[Start Entries supplied]

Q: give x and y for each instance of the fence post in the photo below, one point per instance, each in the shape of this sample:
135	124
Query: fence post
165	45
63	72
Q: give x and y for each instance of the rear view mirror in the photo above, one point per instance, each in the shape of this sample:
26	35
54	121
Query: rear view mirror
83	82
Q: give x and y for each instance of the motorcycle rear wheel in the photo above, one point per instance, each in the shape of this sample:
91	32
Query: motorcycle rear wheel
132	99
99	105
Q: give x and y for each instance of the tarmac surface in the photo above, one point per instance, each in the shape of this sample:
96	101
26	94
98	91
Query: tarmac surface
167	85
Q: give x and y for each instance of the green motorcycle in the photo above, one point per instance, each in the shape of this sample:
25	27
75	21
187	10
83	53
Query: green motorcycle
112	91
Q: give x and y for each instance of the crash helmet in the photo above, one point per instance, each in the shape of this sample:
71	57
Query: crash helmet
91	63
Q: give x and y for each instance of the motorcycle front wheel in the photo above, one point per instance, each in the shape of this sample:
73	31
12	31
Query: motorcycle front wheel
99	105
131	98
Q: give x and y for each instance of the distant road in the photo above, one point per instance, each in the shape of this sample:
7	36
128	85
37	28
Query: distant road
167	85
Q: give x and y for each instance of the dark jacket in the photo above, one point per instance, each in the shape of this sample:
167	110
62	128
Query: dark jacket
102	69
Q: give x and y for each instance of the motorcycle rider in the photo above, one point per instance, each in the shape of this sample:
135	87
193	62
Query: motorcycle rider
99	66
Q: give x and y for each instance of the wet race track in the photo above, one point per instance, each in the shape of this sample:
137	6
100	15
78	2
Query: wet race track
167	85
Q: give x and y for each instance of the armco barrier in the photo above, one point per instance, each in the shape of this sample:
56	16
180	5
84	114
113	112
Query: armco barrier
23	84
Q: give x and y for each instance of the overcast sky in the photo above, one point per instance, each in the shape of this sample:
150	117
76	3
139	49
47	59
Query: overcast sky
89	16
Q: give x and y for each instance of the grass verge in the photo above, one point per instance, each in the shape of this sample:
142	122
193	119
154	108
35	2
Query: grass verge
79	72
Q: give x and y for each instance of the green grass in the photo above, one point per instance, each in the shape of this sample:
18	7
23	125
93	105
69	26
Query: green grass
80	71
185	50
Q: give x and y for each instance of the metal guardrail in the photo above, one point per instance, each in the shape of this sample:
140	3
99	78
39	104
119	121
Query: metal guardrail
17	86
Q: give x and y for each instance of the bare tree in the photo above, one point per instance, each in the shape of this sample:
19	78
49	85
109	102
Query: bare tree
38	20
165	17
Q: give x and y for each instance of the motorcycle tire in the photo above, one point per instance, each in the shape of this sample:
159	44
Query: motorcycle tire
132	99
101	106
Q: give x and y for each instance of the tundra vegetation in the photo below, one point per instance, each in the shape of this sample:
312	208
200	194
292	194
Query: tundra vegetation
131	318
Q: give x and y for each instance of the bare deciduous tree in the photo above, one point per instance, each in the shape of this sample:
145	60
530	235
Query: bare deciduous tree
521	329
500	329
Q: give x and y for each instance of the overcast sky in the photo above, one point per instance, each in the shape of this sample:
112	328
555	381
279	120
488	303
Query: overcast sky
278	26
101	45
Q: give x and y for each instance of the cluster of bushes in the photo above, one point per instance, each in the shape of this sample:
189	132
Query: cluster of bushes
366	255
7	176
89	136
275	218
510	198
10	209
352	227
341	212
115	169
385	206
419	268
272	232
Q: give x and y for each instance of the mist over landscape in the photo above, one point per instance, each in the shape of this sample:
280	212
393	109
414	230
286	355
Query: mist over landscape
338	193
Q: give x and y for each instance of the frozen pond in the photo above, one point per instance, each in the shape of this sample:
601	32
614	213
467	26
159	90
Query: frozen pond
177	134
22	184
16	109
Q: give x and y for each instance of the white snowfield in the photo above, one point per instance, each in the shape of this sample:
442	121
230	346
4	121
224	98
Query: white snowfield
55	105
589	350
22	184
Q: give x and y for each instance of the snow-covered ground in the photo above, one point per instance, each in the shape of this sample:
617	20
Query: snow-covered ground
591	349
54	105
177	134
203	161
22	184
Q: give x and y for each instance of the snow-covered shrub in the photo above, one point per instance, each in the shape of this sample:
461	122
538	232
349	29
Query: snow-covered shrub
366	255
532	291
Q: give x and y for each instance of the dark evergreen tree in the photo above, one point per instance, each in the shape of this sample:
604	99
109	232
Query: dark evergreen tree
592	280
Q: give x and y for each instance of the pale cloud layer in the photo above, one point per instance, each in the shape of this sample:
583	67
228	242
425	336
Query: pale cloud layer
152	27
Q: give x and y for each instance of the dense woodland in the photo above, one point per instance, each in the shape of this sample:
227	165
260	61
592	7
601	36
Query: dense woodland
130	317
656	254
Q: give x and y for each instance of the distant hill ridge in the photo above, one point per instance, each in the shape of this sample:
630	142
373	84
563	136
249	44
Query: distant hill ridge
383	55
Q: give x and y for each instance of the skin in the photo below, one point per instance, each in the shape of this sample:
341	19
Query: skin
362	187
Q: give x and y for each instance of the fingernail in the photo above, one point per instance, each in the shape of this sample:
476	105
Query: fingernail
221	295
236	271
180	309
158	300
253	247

[End Entries supplied]

# What the exercise asks
Give the records above again, word for word.

# Response below
Q: give x and y for each instance of the fence post in the photo below, one point per instance, each in the shape of this sample:
135	124
Query: fence post
165	45
63	72
Q: give x and y for each instance of the rear view mirror in the photo above, one point per instance, each in the shape of this sample:
26	35
54	121
Query: rear view mirror
83	82
Q: give x and y for each instance of the motorcycle rear wheel in the photo above, one point per instance, each in the shape of this sample:
91	32
Query: motorcycle rear wheel
132	99
99	105
Q: give x and y for each instance of the tarmac surface in the photo above, one point per instance, each in the shape of this sample:
96	101
26	94
98	91
Query: tarmac surface
167	85
Q: give x and y for each instance of the green motorcycle in the photo above, one point per instance, each in the shape of this sample:
25	27
75	21
187	10
83	53
Query: green motorcycle
112	91
Q: give x and y for each instance of the crash helmet in the photo above, one point per instance, each in the shape of this sample:
71	57
Query: crash helmet
91	63
Q: give x and y for each instance of the motorcycle front wheel in the photo above, one point per instance, each in the shape of this sample:
73	31
12	31
Query: motorcycle front wheel
99	105
131	98
Q: give x and y for each instance of the distant road in the photo above, one point per instance, each in the shape of this sample:
7	36
128	85
37	28
Query: distant road
167	85
Q: give x and y for each instance of the dark jacket in the photo above, one point per instance, each in the shape of this sample:
167	110
62	128
Query: dark jacket
102	69
Q: give x and y for each instance of the motorcycle rider in the photo above, one point per instance, each in the shape of this sample:
135	87
193	62
Query: motorcycle rider
99	66
Q: give x and y for each instance of the wet race track in the photo above, one point per instance, each in the shape of this sample:
137	6
100	15
78	2
Query: wet race track
167	85
Q: give x and y for each instance of the armco barrier in the photo above, one point per instance, each in the shape of this sample:
56	16
180	5
84	114
113	112
Query: armco barrier
23	84
Q: give x and y for each instance of the overcast sky in the photo above, one point per instance, each in the shape of this sample:
150	117
76	3
139	49
47	59
Query: overcast sky
89	16
Q: give x and y for each instance of the grass verge in the photo above, one point per instance, each in the shape of this sample:
142	122
193	119
154	108
35	2
Query: grass verge
79	72
Q: give x and y for each instance of the green grass in the photo above, one point per instance, each in the shape of this sample:
18	7
23	125
93	105
69	26
Query: green grass
80	71
185	50
Q: give x and y for each instance of the metal guardrail in the photo above, one point per instance, each in the shape of this sample:
140	3
99	78
39	104
119	121
Query: metal guardrail
17	86
Q: give x and y for each instance of the bare tree in the photo above, one point per instance, each in the shape of this sample:
19	78
49	85
109	102
Query: bare tree
38	20
165	17
Q: give x and y for each instance of the motorcycle tire in the photo above, one point per instance, each in the shape of this sample:
159	44
Query: motorcycle tire
132	99
101	106
Q: give x and y for each instance of the tundra vegetation in the photo below, one point per instance, each in the shape of this sample:
312	208
200	194
292	194
Query: tundra vegetation
131	318
Q: give x and y for each instance of the bare deciduous tree in the photo above, one point per instance, each in the shape of this sample:
145	60
530	235
Query: bare deciduous tree
521	329
500	329
Q: give x and y for each instance of the overcast sky in the photo above, one point per instance, each in the shape of this sample:
112	328
555	381
279	120
488	303
Query: overcast sky
278	26
101	45
Q: give x and y for each instance of the cluster of bushes in the photo above, one point per instance, each in the shape of this sample:
189	132
Query: cluster of bushes
366	255
7	176
89	136
275	218
510	198
10	209
352	227
341	212
115	169
385	206
419	268
272	232
Q: give x and y for each instance of the mist over landscape in the photo above, one point per instance, each in the shape of this sample:
280	212
393	109
414	230
286	355
Query: mist over landscape
338	193
Q: give x and y for each instance of the frozen pond in the photo above, one point per instance, each in the shape of this sample:
601	32
614	213
467	26
159	90
Query: frozen pond
177	134
22	184
16	109
Q: give x and y for each instance of the white snowfield in the photo above, one point per instance, each in the shape of this sample:
442	121
230	346
4	121
224	98
Query: white snowfield
55	105
589	350
22	184
Q: give x and y for each instance of the snow-covered ground in the photo above, one point per instance, each in the shape of this sample:
617	20
Query: snow-covered ground
591	349
54	105
177	134
203	161
22	184
Q: give x and y for each instance of the snow-covered shrub in the photo above, one point per instance, each in the shape of this sample:
461	122
538	232
349	29
Query: snow-covered shrub
366	255
532	291
Q: give x and y for each instance of the dark evergreen tree in the photo above, one point per instance, each in the shape of this sample:
604	99
109	232
Query: dark evergreen tree
592	280
Q: give x and y for each instance of the pale cloud layer in the photo above, one point per instance, each in the shape of this sample:
583	67
228	242
425	336
Query: pale cloud layer
152	27
Q: give x and y for each instance of the dense woodland in the photo above, one point per instance, each in the shape of this sample:
227	165
260	61
592	7
601	36
Query: dense woodland
130	317
656	254
Q: give x and y for each instance of the distant hill ridge in the photo above, one point per instance, each in the shape of this sample:
630	142
373	84
563	136
249	44
Query: distant hill ridge
383	55
Q: give x and y for each instance of the skin in the photo below, one point per instance, each in the shape of this sample:
341	19
Query: skin
362	187
Q: give x and y for each instance of the fingernail in the photo above, one point per instance, each in the shape of this sample:
476	105
Query: fingernail
221	295
236	271
180	309
158	300
253	247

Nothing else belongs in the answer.